• _TASK_
Reproduce the passage of the post on benzodiazepine damage, starting at "Well, we have" and ending at "prescribed to take.", changing "medication" to "drug".

• _EXCERPTED TEXT_
If you are well enough to be following the news, you know that Sony scrubbed the release of the movie The Interview. That had Twitter lighting up like a Christmas tree. Now George Clooney has a story circulating about a petition he and his agent Bryan Lourd circulated among top people in film, TV, records and other areas to garner support.

I find it interesting how one main story can generate other stories that grab headline attention.

Well, we have a story. Benzodiazepines cause brain damage. It was documented 30 years ago. And of course there are our stories: lives disrupted, lived ruined and lives ended because of a medication we were prescribed to take.

I can’t understand how there are millions of us around the world suffering from some degree of benzo damage, yet Twitter isn’t lighting up like a Christmas tree about it. Perhaps it is because many of us feel ashamed that we were taking an anti-anxiety drug. Perhaps we are ashamed that we (through no fault of our own) became physically dependant on them. Some of us are ashamed of the symptoms we must endure as our brains heal from the damage: the psychosis, hallucinations, paranoia, depression, anxiety, terror, fatigue and the inability to function as normal human beings. Not to mention the enduring bone and muscle pain that keeps many of us sidelined.

• _DATA SUPPLIED_
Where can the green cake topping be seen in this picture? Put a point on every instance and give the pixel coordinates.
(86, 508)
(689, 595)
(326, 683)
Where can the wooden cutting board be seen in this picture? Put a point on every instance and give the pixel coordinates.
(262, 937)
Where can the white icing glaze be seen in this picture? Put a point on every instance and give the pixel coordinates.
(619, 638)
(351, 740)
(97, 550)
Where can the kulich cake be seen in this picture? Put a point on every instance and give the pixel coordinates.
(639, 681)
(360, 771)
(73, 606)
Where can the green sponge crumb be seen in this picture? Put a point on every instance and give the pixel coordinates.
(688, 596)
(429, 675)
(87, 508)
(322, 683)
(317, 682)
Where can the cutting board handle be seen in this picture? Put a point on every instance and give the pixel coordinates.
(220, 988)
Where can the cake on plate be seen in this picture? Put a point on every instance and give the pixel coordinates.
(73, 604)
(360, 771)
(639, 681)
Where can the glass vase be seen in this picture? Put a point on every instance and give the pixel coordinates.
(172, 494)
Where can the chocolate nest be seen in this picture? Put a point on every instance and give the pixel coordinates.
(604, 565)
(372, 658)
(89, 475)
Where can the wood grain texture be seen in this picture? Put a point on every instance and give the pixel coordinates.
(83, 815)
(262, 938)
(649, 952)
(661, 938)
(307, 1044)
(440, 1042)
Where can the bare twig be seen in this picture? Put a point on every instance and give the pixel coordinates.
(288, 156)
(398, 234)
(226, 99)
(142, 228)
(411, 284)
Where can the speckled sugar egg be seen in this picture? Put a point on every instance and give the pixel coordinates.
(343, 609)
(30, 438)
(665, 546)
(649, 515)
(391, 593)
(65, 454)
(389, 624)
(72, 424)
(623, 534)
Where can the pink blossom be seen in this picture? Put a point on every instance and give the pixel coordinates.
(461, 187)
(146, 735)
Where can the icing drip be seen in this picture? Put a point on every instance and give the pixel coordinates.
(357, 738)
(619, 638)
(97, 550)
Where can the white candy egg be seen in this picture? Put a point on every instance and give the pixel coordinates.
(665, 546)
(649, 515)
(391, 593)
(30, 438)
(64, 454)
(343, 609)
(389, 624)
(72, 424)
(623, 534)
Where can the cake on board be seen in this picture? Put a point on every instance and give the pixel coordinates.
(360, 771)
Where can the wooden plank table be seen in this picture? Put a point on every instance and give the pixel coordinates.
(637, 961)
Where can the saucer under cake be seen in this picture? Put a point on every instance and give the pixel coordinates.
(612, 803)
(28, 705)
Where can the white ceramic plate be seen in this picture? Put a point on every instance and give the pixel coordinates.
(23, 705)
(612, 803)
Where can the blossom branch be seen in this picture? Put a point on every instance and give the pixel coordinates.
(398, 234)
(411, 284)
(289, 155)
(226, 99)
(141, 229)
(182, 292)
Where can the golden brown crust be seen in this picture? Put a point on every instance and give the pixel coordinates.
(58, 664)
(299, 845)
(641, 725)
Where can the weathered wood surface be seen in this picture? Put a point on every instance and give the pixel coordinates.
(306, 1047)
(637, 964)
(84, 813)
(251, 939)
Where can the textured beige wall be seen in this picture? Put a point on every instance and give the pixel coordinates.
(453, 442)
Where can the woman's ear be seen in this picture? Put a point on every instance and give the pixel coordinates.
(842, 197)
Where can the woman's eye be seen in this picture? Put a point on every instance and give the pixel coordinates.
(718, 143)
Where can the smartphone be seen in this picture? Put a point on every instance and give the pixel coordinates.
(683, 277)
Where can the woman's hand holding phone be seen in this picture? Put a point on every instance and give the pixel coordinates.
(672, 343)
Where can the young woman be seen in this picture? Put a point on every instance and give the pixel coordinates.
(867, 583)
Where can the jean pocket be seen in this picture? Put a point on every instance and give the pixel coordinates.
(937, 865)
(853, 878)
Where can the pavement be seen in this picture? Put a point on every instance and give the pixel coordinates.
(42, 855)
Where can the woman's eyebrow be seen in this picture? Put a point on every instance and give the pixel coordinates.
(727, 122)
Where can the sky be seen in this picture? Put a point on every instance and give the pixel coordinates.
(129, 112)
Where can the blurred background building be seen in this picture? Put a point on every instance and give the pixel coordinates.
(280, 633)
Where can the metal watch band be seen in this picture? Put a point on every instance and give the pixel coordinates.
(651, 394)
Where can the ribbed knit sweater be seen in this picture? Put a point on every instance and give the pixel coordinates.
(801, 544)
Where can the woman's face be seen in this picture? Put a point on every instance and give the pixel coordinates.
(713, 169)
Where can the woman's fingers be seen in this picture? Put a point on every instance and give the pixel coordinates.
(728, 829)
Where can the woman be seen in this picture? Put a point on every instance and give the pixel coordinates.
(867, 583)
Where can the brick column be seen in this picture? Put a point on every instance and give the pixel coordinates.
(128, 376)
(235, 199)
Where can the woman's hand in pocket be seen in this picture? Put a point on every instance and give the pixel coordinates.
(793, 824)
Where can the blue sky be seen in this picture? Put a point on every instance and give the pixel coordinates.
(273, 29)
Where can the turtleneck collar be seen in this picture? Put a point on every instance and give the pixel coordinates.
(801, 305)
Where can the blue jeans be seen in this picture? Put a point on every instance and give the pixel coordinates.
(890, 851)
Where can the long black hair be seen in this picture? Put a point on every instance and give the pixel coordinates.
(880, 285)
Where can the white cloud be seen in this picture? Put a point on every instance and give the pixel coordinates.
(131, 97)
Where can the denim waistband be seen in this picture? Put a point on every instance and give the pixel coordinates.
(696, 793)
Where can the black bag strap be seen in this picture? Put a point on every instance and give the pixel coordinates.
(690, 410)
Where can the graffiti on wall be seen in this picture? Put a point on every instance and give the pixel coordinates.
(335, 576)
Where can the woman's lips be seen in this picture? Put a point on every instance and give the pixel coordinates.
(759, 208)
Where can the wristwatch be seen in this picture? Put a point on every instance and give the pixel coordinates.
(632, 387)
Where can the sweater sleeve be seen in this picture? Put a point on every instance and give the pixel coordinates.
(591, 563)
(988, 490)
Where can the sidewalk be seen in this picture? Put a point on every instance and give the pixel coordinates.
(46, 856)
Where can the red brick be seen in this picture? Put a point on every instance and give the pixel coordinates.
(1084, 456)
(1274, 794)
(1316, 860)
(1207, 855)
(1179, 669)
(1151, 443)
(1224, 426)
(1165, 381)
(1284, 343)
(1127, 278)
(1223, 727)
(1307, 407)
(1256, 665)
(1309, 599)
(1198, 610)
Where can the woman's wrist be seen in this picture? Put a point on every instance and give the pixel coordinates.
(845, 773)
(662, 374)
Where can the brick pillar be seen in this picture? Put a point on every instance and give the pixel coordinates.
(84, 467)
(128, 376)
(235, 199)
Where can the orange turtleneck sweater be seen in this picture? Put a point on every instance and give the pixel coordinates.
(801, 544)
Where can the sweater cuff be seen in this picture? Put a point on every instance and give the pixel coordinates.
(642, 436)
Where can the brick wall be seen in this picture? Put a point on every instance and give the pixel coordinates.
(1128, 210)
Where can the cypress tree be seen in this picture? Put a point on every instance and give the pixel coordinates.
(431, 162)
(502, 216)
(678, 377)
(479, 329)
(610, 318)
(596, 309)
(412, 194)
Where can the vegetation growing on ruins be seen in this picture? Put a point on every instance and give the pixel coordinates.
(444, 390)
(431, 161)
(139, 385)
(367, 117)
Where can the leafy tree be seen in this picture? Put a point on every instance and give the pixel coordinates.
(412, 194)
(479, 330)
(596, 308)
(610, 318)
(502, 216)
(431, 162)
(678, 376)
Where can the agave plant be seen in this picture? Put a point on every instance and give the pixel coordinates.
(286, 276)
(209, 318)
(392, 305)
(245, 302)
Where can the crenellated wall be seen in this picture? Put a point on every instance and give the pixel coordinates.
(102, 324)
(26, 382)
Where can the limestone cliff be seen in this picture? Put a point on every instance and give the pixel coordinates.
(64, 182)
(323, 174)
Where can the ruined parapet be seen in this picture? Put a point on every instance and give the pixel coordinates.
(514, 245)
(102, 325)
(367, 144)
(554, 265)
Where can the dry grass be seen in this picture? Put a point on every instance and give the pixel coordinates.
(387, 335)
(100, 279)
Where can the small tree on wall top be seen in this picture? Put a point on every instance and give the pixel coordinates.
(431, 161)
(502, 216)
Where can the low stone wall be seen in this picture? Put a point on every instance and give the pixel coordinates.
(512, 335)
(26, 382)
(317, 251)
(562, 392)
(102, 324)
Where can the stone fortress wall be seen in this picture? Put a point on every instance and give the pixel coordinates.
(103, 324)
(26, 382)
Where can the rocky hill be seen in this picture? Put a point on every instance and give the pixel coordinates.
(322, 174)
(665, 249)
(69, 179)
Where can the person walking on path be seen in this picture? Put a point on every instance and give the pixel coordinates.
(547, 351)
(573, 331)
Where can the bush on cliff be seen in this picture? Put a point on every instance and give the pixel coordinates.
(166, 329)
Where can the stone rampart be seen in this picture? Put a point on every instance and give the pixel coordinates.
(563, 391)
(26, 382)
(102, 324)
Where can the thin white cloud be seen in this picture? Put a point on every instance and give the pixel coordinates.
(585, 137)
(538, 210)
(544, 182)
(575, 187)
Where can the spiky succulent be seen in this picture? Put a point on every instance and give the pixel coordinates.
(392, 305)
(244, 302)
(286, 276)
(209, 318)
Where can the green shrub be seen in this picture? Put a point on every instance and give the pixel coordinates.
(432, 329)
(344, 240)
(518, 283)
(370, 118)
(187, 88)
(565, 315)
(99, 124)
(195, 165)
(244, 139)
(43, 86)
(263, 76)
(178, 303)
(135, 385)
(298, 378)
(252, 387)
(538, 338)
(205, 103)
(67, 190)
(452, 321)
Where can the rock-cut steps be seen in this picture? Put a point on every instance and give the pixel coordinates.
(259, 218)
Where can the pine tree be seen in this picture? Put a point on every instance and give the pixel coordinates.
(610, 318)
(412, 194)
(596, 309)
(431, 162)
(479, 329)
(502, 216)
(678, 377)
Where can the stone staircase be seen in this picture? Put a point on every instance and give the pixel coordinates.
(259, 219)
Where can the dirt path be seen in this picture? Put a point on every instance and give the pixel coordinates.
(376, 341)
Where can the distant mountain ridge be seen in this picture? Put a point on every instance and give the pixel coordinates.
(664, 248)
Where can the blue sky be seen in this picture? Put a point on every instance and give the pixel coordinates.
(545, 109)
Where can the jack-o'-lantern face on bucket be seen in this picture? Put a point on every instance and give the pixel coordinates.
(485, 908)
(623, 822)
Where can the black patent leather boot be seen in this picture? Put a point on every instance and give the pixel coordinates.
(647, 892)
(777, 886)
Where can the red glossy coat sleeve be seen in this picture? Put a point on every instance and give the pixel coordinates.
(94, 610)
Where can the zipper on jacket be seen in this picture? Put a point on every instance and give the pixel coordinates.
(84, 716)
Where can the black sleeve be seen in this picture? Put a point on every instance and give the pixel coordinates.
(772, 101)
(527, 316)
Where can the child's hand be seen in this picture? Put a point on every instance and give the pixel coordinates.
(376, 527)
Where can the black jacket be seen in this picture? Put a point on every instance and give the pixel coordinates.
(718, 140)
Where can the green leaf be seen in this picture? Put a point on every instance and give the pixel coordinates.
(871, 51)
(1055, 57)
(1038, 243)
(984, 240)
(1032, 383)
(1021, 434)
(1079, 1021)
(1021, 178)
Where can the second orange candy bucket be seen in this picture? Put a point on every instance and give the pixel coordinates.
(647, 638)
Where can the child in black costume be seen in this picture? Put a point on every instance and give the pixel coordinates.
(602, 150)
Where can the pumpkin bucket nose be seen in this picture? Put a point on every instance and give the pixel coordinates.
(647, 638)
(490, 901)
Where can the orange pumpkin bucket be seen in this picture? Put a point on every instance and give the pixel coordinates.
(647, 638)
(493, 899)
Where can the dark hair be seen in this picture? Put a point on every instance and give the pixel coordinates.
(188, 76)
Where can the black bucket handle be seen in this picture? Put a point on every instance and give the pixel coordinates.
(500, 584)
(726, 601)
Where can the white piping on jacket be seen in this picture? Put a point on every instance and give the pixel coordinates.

• _FINISHED TASK_
Well, we have a story. Benzodiazepines cause brain damage. It was documented 30 years ago. And of course there are our stories: lives disrupted, lived ruined and lives ended because of a drug we were prescribed to take.